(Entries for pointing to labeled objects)
________________________________________

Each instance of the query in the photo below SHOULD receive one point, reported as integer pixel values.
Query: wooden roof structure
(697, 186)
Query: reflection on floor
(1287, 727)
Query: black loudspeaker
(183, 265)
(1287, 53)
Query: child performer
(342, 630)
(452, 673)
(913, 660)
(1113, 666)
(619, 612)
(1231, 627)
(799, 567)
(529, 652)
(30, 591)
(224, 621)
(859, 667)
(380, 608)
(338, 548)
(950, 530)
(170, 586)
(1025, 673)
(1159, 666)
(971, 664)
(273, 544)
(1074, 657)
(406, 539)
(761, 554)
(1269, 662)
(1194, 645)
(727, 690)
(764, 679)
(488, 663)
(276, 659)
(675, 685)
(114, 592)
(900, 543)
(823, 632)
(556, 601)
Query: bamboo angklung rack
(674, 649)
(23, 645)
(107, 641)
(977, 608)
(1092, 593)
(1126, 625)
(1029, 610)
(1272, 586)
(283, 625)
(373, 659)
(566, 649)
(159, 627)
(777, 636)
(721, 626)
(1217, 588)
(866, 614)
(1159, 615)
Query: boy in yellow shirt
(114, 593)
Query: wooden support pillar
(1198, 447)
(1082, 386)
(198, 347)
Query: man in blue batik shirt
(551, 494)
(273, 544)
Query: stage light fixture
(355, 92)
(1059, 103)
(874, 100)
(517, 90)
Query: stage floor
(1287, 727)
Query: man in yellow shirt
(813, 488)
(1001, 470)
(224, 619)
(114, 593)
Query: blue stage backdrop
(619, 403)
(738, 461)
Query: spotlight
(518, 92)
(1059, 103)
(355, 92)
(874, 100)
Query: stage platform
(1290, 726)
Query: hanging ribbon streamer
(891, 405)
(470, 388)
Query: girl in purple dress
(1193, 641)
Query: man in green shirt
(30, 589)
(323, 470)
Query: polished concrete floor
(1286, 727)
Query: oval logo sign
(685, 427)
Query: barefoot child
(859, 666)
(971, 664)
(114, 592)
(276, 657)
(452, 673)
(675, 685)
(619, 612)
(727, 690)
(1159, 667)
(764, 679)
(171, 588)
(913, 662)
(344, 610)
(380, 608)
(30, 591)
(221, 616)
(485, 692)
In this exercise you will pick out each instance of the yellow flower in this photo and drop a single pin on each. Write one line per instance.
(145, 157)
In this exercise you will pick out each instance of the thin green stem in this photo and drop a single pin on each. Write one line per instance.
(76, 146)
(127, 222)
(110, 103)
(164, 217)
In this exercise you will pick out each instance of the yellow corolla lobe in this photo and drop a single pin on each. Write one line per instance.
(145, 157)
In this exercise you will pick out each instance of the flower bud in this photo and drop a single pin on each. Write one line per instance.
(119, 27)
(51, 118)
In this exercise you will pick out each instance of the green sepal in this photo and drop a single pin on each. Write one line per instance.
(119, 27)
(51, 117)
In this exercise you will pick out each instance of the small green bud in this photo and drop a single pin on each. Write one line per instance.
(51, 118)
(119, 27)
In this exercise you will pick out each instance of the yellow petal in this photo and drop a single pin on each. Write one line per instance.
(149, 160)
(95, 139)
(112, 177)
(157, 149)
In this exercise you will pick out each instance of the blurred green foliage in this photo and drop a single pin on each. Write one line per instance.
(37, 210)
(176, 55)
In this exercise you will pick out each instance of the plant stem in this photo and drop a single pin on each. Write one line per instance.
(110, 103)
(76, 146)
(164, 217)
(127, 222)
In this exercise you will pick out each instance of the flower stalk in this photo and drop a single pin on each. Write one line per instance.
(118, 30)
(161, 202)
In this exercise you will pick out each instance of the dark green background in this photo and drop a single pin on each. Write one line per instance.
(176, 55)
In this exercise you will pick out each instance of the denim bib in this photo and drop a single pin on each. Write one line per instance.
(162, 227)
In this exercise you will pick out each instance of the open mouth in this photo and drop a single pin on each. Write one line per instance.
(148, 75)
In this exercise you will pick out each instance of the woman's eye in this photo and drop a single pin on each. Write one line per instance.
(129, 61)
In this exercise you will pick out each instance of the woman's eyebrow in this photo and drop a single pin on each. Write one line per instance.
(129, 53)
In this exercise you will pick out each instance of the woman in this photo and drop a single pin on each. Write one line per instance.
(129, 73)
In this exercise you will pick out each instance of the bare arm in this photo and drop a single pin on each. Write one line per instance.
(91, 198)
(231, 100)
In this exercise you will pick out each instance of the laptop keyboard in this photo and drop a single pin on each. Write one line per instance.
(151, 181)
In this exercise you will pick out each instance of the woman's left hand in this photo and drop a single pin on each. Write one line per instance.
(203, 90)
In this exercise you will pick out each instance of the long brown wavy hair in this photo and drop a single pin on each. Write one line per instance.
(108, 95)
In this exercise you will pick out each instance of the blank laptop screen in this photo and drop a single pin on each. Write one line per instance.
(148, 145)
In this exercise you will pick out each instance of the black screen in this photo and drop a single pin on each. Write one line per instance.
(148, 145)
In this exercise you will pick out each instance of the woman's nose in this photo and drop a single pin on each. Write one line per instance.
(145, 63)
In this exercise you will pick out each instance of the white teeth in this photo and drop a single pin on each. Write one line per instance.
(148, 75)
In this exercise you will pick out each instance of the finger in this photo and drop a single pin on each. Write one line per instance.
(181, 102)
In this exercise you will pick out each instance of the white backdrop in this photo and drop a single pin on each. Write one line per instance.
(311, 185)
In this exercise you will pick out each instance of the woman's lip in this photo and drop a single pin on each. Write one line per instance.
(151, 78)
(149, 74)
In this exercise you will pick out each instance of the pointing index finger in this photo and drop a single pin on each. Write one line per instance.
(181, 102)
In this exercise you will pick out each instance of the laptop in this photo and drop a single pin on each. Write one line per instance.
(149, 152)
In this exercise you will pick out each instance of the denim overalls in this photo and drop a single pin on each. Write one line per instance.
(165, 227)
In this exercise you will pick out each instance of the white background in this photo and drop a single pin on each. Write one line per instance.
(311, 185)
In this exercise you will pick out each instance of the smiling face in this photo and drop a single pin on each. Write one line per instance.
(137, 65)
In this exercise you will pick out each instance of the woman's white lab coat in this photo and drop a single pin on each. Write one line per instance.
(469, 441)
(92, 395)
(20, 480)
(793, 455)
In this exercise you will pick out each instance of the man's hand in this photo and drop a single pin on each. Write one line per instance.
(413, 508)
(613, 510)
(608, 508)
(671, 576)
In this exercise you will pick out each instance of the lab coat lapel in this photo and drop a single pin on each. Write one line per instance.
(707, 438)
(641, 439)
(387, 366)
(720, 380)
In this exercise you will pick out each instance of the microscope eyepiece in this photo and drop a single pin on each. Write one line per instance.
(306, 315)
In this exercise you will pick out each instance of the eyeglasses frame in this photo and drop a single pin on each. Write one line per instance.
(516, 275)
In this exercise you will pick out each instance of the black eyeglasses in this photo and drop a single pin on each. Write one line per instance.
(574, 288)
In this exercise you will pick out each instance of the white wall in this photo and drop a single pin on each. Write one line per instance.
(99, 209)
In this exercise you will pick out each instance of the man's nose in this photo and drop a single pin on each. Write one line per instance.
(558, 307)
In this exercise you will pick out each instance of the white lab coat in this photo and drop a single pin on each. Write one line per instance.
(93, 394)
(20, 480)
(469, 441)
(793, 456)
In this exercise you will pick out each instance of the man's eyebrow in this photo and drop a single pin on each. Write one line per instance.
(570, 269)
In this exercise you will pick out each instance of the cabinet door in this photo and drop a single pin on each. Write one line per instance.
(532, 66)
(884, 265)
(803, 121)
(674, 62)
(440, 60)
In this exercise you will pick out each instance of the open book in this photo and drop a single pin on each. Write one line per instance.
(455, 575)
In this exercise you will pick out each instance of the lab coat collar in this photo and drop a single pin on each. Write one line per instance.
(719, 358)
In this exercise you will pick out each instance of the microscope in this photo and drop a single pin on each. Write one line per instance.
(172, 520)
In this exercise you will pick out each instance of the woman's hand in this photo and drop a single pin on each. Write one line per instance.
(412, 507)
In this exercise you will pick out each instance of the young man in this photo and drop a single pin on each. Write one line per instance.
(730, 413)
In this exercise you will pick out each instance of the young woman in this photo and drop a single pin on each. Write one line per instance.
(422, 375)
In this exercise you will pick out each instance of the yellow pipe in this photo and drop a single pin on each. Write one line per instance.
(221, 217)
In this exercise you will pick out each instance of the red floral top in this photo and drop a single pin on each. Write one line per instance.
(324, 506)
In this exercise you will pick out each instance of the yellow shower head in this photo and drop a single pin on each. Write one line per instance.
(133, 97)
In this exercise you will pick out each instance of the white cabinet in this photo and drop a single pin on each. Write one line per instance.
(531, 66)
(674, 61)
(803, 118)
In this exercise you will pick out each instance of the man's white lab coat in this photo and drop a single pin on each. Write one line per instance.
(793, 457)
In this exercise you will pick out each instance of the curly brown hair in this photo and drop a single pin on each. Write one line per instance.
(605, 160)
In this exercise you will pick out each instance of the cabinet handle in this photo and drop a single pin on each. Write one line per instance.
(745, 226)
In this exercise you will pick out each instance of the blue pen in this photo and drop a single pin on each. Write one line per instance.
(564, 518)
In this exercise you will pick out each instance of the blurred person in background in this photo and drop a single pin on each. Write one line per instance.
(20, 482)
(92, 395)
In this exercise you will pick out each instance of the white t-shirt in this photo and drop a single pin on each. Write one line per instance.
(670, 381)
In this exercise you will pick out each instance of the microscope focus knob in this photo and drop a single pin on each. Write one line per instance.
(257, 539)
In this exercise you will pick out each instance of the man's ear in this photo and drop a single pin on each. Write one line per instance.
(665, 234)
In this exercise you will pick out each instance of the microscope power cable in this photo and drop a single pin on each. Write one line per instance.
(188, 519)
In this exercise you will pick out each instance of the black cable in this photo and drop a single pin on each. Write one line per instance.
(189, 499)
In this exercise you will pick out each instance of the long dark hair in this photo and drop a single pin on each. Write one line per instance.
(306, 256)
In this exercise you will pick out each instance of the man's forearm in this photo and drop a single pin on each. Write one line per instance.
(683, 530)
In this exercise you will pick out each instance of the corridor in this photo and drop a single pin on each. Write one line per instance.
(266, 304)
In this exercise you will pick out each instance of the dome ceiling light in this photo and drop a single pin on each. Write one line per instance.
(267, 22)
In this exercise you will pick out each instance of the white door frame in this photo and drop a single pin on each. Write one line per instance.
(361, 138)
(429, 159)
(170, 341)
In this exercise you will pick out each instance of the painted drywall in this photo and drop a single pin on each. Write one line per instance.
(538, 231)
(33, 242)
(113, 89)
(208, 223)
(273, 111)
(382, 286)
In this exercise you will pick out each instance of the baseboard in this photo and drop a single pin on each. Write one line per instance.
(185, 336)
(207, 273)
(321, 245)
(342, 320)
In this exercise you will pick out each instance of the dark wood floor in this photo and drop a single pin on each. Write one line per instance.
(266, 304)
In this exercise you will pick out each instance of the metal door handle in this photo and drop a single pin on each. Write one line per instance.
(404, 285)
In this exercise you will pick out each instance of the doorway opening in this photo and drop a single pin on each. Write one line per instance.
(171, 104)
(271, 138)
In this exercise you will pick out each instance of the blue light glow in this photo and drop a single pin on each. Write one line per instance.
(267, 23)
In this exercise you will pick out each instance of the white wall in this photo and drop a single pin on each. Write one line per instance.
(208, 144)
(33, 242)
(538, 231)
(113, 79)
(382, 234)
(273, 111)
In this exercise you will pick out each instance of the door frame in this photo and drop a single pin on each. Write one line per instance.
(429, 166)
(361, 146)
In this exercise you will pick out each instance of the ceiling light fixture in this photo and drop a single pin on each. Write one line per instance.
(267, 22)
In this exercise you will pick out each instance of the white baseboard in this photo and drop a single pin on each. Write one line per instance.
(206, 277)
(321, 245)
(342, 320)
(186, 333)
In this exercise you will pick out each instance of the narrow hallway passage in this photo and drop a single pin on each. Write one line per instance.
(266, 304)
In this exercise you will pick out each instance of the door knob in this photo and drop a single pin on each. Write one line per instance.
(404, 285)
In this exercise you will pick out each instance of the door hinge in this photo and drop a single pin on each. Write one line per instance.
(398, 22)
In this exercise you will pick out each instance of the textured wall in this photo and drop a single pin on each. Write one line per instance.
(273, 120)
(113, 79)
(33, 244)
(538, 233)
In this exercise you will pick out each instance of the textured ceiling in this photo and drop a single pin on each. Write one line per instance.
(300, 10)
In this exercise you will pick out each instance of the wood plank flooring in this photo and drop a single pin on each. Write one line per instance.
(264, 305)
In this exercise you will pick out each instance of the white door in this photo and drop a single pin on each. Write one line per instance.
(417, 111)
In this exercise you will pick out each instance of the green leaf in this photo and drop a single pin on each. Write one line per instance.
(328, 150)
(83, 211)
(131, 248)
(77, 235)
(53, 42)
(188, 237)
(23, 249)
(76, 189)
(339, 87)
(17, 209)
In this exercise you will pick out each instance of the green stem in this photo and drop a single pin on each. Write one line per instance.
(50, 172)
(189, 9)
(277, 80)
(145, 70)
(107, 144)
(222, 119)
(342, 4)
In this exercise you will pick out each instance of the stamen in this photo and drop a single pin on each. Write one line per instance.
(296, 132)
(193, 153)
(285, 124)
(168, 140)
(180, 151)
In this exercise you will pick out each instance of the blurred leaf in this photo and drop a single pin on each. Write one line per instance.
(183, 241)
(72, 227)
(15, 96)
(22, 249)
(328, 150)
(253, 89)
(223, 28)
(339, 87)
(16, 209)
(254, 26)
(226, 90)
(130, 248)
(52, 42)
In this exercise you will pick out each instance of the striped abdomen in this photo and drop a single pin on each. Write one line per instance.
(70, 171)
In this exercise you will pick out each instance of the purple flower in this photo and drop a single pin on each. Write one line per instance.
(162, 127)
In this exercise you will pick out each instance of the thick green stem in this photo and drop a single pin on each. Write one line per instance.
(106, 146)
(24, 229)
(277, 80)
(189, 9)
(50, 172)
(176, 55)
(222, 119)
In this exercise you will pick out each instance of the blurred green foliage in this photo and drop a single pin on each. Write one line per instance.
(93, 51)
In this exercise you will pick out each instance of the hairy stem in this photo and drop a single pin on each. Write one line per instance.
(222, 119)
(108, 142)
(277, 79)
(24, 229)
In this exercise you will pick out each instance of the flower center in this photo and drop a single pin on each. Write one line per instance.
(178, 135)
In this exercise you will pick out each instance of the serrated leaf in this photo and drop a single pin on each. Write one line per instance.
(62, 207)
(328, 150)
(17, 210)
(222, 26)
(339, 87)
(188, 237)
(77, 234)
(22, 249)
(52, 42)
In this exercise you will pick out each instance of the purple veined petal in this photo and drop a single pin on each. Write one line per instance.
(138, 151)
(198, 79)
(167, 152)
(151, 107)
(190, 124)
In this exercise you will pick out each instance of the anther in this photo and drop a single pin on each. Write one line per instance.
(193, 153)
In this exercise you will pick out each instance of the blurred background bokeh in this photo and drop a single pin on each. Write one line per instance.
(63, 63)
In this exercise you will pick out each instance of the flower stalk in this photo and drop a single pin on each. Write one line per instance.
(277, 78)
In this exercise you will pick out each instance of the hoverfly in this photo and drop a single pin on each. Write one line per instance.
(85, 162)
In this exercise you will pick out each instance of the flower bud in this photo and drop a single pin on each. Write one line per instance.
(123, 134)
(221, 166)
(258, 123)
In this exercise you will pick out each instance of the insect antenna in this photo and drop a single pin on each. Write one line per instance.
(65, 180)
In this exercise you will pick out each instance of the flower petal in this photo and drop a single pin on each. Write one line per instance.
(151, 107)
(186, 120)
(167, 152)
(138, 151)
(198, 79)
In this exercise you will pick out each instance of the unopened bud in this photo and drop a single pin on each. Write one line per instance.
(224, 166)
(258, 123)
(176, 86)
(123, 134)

________________________________________

Please render the lines of the items above, from the one containing "the flower petal" through the last line of the items, both ends included, as a Markdown table. Use the columns Row and Line, giving each line its own numbered row and leaving out blank lines.

Written solution:
| Row | Line |
|---|---|
| 1 | In this exercise you will pick out each instance of the flower petal in this photo and drop a single pin on each. Write one line per instance. |
| 2 | (151, 107) |
| 3 | (186, 120) |
| 4 | (167, 152) |
| 5 | (138, 151) |
| 6 | (198, 79) |
| 7 | In this exercise you will pick out each instance of the unopened bud in this photo and drop a single pin on each. Write one line per instance. |
| 8 | (224, 166) |
| 9 | (258, 123) |
| 10 | (176, 86) |
| 11 | (123, 134) |